In China, the government forces ethnic minorities to work in detention camps sewing clothing that is imported to at least one American sportswear company.

There are a growing number of internment camps in the Xinjiang region of China, with an estimated one million detainees who are allegedly indoctrinated politically and forced to give up their language and religion. In the internment camps, the Chinese government is forcing Kazakhs, Uighurs and other minorities, most of whom are Muslims, to receive “vocational training” and work for little to no pay. Now news has come out from an Associated Press investigation that the detainees are making sportswear for at least one company in the U.S.

According to Chinese authorities, the internment camps are part of a plan to eliminate poverty and bring minorities into “a modern civilized” world. They affirm that the people in the camps have signed paperwork agreeing to receive free vocational training. However, others accuse China of using “vocational training” as an excuse and cover for the illegal detainment of an unwanted minority.

Hetian Taida Apparel and Badger Sportswear Sell Clothing Made in Camps

Hetian Taida Apparel, a factory inside one of the internment camps, has been sending ongoing shipments of clothing to Badger Sportswear in Statesville, North Carolina. A leading sports clothing supplier, Badger ships the sportswear to sports teams and college campuses across the U.S. The Associated Press has been tracking Hetian Taida’s recent shipments.

Wu Hongbo, Hetian Taida’s chairman, told the AP on the phone: “We’re making our contribution to eradicating poverty.” Wu confirmed that the company provides “employment” to the detainees who work in the factory inside the compound.

Badger’s website claims it has a sourcing policy that “prohibits business partners from engaging in forced labor, including prison, bonded, indentured, and other forms of forced labor.”

Badger CEO John Anton responded to the news by saying the company would use another source for sportswear while it investigates the claims of forced labor. The U.S. government also said on Tuesday that it was looking into the forced labor reports.

Reports From Inside China’s Internment Camps

The Associated Press interviewed at least a dozen people who had been in a camp or had a friend in a camp who all said they were forced to work and given no choice.

In one case the AP heard about, one day in February, a man from Kazakhstan disappeared during a visit to China. His wife Mainur Medetbek later learned that he was taken to a labor camp. Although he had been making a living as a handyman, he is now forced to work in a clothing factory in the labor camp, allowed to leave every other Saturday to visit his family for one night.

“I never asked the government to find work for my husband,” Medetbek said. “They say it’s a factory, but it’s an excuse for detention. They don’t have freedom, there’s no time for him to talk with me. They say they found a job for him. I think it’s a concentration camp.”

Although Medetbek is uncertain whether her husband earns anything, Medetbek learned from a neighbor one woman in the camp makes about 600 yuan ($87) per month, far less than what Medetbek’s husband once made and less than half of the local minimum wage. Since her husband’s detention, Medetbek doesn’t have dependable income for her family; she has even considered suicide.

Recorded information
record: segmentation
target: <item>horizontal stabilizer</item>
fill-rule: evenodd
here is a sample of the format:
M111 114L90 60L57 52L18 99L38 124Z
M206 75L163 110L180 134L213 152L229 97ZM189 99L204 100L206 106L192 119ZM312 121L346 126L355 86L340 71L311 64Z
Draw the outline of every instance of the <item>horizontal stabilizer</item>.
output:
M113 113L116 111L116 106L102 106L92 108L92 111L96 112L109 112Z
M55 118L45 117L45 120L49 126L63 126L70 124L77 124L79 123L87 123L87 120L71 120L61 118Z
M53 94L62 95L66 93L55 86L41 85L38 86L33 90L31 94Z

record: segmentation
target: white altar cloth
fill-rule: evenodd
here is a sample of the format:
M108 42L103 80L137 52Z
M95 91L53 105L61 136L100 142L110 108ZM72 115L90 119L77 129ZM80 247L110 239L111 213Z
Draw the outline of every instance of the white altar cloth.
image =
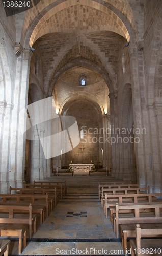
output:
M93 163L83 164L70 164L70 166L72 168L73 175L75 174L88 173L90 174L91 170L91 166L94 165Z

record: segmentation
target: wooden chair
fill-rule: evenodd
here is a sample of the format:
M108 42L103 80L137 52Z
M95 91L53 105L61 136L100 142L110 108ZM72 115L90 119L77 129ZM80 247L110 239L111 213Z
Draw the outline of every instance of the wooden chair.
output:
M8 256L9 250L10 240L9 239L0 239L0 256Z
M137 224L136 228L136 240L130 240L132 256L162 255L162 239L141 239L148 235L162 236L162 228L143 229Z

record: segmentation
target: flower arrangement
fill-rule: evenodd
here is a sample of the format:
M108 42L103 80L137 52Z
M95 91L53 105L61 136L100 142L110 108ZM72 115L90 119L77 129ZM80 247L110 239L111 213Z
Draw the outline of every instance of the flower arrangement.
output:
M69 166L69 168L67 169L68 172L72 172L72 167L71 166Z
M92 165L91 166L91 172L94 172L96 169L95 166L94 166L94 165Z

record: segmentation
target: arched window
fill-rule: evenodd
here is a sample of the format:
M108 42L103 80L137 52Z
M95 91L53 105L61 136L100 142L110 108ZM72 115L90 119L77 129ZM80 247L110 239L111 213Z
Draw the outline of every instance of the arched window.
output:
M80 75L79 82L79 85L81 86L84 86L86 85L86 76L84 74L82 74Z
M80 131L80 139L84 139L84 131L83 130L81 130Z
M81 79L81 86L85 86L86 85L86 81L85 81L85 79L84 79L84 78L82 78Z

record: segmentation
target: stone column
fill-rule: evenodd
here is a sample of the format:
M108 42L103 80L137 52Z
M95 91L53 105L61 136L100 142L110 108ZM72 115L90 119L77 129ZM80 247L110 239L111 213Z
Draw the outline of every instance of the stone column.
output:
M10 144L11 116L13 109L12 103L0 102L1 119L1 191L9 193L9 174L12 169L11 156L9 153Z
M43 152L40 140L41 133L44 132L40 127L34 130L35 140L31 142L31 182L44 178Z
M103 138L103 165L106 166L108 170L112 167L111 159L112 153L111 148L110 144L109 137L110 137L111 125L110 125L110 115L107 114L103 116L103 128L104 133Z
M29 79L31 58L32 52L23 50L17 55L14 90L14 108L12 116L11 142L12 169L10 173L10 185L17 187L23 186L24 181L25 156L25 136L23 131L26 127ZM20 112L21 111L21 115Z
M112 176L119 178L120 173L119 149L117 143L117 135L116 134L115 128L118 127L117 95L117 93L109 94L110 102L111 138L110 144L112 148Z

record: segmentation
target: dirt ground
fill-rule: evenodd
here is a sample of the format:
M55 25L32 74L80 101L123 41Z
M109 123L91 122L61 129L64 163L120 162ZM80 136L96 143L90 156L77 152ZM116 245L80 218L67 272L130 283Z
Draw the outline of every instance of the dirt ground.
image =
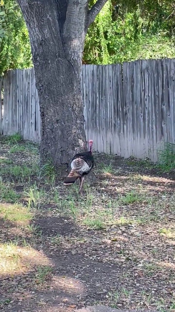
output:
M174 171L95 154L82 197L36 145L0 139L1 310L175 311Z

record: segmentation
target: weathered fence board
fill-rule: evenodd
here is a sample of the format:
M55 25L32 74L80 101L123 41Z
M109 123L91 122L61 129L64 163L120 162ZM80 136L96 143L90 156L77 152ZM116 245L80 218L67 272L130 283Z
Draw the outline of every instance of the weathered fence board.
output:
M175 143L174 59L83 65L82 87L95 150L156 161L163 143ZM40 129L33 68L9 71L0 79L0 133L39 142Z

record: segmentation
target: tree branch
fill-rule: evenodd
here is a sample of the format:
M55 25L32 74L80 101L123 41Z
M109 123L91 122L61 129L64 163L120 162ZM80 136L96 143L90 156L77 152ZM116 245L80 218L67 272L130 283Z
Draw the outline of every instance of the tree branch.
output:
M107 1L107 0L97 0L97 2L88 11L87 22L87 30L91 24L94 22L96 17L100 12Z

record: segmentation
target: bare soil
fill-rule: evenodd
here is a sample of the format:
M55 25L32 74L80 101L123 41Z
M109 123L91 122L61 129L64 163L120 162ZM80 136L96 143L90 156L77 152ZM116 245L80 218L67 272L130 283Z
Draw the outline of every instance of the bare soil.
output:
M36 146L0 144L2 311L175 311L174 172L96 154L81 197L39 168Z

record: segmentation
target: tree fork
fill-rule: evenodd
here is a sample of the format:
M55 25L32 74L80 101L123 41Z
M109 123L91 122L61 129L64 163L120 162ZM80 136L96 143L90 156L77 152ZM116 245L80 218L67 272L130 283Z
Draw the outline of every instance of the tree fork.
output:
M107 0L18 0L29 34L40 107L41 157L58 167L86 143L81 90L88 28Z

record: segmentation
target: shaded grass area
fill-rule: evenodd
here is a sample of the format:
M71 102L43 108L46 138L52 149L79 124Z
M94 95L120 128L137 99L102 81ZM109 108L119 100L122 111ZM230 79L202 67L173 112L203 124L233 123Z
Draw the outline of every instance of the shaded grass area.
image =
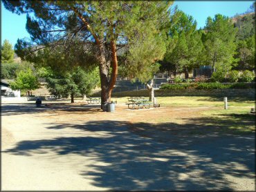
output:
M127 97L115 98L118 103L127 102ZM154 120L156 124L176 122L183 124L184 121L193 123L200 122L213 128L219 127L221 131L252 132L255 131L255 115L250 113L255 107L252 98L232 97L228 99L228 109L224 110L223 98L210 97L158 97L157 102L161 106L172 108L185 108L188 110L195 107L210 107L200 113L200 118L171 118L166 115ZM185 109L183 109L185 112ZM182 113L181 113L182 115ZM192 125L191 125L192 126Z

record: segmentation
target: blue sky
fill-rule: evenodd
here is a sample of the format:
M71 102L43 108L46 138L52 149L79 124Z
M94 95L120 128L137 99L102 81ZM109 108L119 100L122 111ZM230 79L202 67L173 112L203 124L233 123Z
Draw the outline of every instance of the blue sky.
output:
M192 15L197 21L198 28L203 28L208 17L213 17L216 14L232 17L237 13L246 12L254 1L176 1L179 10ZM8 11L1 3L1 42L8 39L14 46L18 38L29 37L26 30L26 15L17 15Z

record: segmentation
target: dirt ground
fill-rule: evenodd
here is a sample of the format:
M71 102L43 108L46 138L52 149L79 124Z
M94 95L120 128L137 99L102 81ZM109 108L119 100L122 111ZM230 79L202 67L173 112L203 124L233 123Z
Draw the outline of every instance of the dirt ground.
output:
M213 107L127 108L2 104L1 190L255 191L255 135Z

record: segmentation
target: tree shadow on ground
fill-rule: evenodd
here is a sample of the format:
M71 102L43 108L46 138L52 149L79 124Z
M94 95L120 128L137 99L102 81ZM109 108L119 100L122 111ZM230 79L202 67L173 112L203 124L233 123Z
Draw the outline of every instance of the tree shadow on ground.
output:
M100 111L100 105L74 105L71 104L42 104L37 107L35 104L6 104L1 106L1 115L3 116L17 115L29 113L39 113L55 111Z
M255 135L223 135L217 131L221 125L211 129L205 121L51 124L48 128L60 134L68 128L71 133L82 131L84 136L22 141L4 153L28 156L54 152L58 156L90 157L95 162L89 165L80 162L84 164L79 171L81 176L94 186L113 190L230 191L237 184L228 177L253 180ZM191 131L193 134L189 134Z

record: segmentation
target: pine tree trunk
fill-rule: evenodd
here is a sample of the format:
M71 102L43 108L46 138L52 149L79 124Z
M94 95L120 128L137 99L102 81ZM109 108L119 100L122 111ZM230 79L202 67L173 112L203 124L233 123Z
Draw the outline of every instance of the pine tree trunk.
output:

Task set
a: Answer these questions from the passage on China's internment camps:
(i) In what town and state is Badger Sportswear located?
(ii) Who is the chairman of Hetian Taida?
(iii) According to a neighbor, how much does one woman in the camp make per month?
b: Revise the part of the passage on China's internment camps that opens with the words containing "Hetian Taida Apparel and" and closes with "Taida’s recent shipments.", putting "athletic teams" in place of "sports teams".

Complete answers
a:
(i) Statesville, North Carolina
(ii) Wu Hongbo
(iii) About 600 yuan ($87)

b:
Hetian Taida Apparel and Badger Sportswear Sell Clothing Made in Camps

Hetian Taida Apparel, a factory inside one of the internment camps, has been sending ongoing shipments of clothing to Badger Sportswear in Statesville, North Carolina. A leading sports clothing supplier, Badger ships the sportswear to athletic teams and college campuses across the U.S. The Associated Press has been tracking Hetian Taida’s recent shipments.